No, the Vault is pretty much the same as what is in CVS at the moment. What is the problem you're seeing?
Using static regexp to create simple grammars I encountered two problems.
1. The example code for nested grammar in the documentation produced only printout of part of the results compared to the documentation.
Do you mean the calculator example? For me, this program: std::string str("foo 9*(10+3) bar"); smatch what; sregex group, factor, term, expression; group = '(' >> by_ref(expression) >> ')'; factor = +_d | group; term = factor >> *(('*' >> factor) | ('/' >> factor)); expression = term >> *(('+' >> term) | ('-' >> term)); if(regex_search(str, what, expression)) { std::cout << what[0] << std::endl; } prints out this: 9*(10+3) which is correct, and agrees with the docs. If you mean the regex for matching balanced nested parentheses, I just tried that too and got the expected results.
2. Creating a more complex grammar with static regexp I encountered core dumps attempting to print nested matches. Call stack is listed below.
This sounds an awful lot like the bug I just fixed (and committed to CVS at 2am this morning). Are you sure you have the latest? If you do, please post code that reproduces the error and I'll fix it. Even if the recent changes fixed your problem, if you send the code anyway, I'll add it to xpressive's regression test. (Hint: you should do this.) -- Eric Niebler Boost Consulting www.boost-consulting.com

On Tuesday 03 January 2006 23:19, Eric Niebler wrote:
Bjørn Roald wrote:
1. The example code for nested grammar in the documentation produced only printout of part of the results compared to the documentation.
Do you mean the calculator example? For me, this program:
No its the nested parenteses example. I don't have it up now but I will check it tomorrow after updating my CVS. It's getting late here :-)
2. Creating a more complex grammar with static regexp I encountered core dumps attempting to print nested matches. Call stack is listed below.
This sounds an awful lot like the bug I just fixed (and committed to CVS at 2am this morning). Are you sure you have the latest?
No I did this testing a few days ago, have not updated my CVS since.
If you do, please post code that reproduces the error and I'll fix it. Even if the recent changes fixed your problem, if you send the code anyway, I'll add it to xpressive's regression test. (Hint: you should do this.)
I will post cleaned up code tomorrow. At least if problem does not go away. Thanks. Bjørn

On Tuesday 03 January 2006 23:42, Bjørn Roald wrote:
On Tuesday 03 January 2006 23:19, Eric Niebler wrote:
If you do, please post code that reproduces the error and I'll fix it. Even if the recent changes fixed your problem, if you send the code anyway, I'll add it to xpressive's regression test. (Hint: you should do this.)
I will post cleaned up code tomorrow. At least if problem does not go away. Thanks.

■ Extracted data
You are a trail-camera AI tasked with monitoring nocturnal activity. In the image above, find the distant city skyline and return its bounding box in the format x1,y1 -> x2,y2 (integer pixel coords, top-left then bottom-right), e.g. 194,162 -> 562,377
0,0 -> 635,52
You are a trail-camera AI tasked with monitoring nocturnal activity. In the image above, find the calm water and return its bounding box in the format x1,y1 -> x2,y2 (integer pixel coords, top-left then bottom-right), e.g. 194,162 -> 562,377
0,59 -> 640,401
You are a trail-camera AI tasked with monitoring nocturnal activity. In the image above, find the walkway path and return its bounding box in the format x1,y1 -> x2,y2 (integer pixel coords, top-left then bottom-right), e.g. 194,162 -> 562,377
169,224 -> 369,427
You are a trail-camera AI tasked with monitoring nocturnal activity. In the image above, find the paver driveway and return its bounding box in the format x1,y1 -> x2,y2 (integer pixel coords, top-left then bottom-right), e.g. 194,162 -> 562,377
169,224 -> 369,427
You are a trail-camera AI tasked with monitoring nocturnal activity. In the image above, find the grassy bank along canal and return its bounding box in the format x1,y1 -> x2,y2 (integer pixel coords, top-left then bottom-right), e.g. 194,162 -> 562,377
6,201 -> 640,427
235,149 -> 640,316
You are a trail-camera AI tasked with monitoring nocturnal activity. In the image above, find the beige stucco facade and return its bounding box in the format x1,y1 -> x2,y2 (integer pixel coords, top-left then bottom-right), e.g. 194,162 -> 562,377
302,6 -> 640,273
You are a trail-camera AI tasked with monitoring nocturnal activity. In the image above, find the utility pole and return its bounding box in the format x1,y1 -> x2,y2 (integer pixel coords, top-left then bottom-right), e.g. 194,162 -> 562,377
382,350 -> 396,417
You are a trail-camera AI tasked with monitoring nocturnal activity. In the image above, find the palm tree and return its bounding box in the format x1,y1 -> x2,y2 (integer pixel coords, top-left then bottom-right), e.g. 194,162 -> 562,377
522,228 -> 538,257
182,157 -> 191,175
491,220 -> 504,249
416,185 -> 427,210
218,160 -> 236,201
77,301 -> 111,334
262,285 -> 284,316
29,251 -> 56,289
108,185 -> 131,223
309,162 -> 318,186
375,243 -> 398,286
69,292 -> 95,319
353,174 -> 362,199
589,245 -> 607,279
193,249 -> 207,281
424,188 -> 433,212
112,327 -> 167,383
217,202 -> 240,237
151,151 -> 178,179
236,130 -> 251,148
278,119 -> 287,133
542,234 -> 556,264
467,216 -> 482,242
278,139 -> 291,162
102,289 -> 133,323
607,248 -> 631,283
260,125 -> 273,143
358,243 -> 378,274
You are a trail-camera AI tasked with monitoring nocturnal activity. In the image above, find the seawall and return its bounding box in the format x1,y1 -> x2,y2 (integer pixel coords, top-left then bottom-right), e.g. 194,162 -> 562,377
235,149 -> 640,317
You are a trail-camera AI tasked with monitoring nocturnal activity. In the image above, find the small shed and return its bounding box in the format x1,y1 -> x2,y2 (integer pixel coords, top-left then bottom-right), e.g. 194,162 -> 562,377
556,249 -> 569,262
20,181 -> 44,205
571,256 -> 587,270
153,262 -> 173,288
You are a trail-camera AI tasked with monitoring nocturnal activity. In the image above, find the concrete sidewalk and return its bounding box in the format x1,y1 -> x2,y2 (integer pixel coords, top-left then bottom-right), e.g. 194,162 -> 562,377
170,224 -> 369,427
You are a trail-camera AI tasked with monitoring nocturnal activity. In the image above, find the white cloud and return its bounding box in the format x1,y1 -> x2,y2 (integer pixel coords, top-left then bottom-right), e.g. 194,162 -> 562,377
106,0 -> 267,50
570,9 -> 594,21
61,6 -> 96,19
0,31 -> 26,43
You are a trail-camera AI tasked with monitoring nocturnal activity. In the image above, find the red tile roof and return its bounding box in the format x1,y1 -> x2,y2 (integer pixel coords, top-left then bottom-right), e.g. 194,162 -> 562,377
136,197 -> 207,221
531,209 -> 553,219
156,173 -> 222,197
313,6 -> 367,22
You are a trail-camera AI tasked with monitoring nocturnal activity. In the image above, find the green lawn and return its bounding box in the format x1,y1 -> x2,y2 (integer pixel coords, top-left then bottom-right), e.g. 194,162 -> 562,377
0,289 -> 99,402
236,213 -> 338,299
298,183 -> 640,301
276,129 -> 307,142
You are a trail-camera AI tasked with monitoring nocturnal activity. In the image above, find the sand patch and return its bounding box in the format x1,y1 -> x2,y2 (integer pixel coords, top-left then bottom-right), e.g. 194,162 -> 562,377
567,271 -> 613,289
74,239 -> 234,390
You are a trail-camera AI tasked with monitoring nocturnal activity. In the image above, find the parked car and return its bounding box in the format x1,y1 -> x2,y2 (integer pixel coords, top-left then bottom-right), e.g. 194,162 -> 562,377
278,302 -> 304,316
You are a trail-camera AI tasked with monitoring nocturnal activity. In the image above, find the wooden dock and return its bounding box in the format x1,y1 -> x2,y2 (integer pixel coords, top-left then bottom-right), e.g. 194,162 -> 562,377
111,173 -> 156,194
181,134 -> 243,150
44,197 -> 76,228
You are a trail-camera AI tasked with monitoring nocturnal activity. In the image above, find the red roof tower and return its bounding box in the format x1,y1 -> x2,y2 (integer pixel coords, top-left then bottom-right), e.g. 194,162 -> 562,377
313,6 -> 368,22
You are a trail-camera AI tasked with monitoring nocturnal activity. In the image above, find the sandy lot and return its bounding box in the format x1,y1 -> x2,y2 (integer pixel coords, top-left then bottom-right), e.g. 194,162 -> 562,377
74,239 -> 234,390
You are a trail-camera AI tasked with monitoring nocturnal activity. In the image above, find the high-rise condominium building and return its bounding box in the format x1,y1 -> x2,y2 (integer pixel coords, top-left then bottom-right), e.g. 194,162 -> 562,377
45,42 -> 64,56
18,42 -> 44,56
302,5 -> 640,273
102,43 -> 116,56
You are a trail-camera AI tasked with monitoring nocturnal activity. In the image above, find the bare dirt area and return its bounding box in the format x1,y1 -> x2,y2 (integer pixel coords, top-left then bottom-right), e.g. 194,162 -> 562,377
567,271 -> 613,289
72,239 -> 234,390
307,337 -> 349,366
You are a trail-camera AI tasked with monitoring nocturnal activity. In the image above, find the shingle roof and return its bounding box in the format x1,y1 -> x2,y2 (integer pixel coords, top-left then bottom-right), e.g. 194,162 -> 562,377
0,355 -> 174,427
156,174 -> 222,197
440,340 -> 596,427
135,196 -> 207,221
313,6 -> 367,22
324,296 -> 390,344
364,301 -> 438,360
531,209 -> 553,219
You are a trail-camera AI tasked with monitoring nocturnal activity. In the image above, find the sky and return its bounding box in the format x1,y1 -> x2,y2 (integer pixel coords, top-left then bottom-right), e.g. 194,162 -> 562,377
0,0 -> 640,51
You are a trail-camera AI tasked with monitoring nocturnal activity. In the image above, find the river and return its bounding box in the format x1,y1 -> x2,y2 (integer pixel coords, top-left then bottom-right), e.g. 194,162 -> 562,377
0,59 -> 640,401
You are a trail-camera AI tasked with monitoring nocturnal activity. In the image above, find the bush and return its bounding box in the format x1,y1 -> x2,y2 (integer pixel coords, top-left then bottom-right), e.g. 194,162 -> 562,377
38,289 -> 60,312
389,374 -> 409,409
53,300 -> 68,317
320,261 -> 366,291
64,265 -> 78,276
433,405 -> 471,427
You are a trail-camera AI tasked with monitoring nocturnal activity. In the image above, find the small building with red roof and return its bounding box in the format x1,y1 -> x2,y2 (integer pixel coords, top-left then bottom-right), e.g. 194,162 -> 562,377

■ Task objective
In the xpressive mailing-list thread, rewrite the paragraph that begins "No its the nested parenteses example" as a brief list that keeps its main facts.

■ Output below
- The example in question is the nested parentheses example.
- The writer does not have it up now.
- The writer will check it tomorrow after updating their CVS.
- It is getting late where the writer is.